▶ **Supplied information**:
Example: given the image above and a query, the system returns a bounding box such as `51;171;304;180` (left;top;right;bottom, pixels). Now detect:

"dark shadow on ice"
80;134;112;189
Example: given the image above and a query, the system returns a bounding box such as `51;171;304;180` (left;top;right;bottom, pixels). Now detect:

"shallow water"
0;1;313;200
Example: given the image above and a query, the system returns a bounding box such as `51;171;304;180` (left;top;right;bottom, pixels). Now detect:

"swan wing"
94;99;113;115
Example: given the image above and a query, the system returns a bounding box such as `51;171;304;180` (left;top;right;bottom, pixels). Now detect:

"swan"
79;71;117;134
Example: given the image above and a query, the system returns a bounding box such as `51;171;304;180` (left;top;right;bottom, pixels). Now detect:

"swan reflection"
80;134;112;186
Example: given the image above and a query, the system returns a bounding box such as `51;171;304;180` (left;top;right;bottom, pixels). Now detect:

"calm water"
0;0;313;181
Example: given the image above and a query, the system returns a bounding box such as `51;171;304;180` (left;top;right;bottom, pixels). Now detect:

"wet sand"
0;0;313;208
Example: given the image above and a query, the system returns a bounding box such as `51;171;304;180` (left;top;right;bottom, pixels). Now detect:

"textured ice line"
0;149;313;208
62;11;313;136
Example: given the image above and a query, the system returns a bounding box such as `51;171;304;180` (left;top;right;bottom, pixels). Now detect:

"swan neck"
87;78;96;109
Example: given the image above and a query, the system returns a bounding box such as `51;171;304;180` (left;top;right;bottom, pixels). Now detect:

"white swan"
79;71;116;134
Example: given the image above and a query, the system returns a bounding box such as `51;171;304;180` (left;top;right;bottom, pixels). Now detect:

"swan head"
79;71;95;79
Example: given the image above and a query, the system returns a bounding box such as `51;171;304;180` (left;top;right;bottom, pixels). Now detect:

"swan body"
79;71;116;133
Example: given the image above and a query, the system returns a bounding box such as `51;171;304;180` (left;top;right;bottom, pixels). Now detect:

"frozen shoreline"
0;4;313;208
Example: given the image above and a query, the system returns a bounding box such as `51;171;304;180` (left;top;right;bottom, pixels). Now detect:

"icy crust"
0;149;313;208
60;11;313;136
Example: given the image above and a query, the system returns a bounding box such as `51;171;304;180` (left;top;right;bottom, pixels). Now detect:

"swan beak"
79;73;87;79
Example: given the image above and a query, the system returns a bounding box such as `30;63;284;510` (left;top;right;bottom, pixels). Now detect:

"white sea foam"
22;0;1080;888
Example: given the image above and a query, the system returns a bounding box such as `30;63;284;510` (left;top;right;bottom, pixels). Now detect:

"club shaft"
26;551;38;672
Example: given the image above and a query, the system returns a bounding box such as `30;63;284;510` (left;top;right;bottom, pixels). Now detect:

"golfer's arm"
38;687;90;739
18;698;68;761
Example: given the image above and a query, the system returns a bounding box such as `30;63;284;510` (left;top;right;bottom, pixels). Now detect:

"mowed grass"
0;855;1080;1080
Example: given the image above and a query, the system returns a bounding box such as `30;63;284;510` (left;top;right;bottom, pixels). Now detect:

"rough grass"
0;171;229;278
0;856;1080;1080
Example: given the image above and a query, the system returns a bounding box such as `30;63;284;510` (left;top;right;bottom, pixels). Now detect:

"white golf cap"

▶ **What is being asked**:
Please state how many lines of the data above contain the word "swan". Give only the number.

▶ **The output**:
8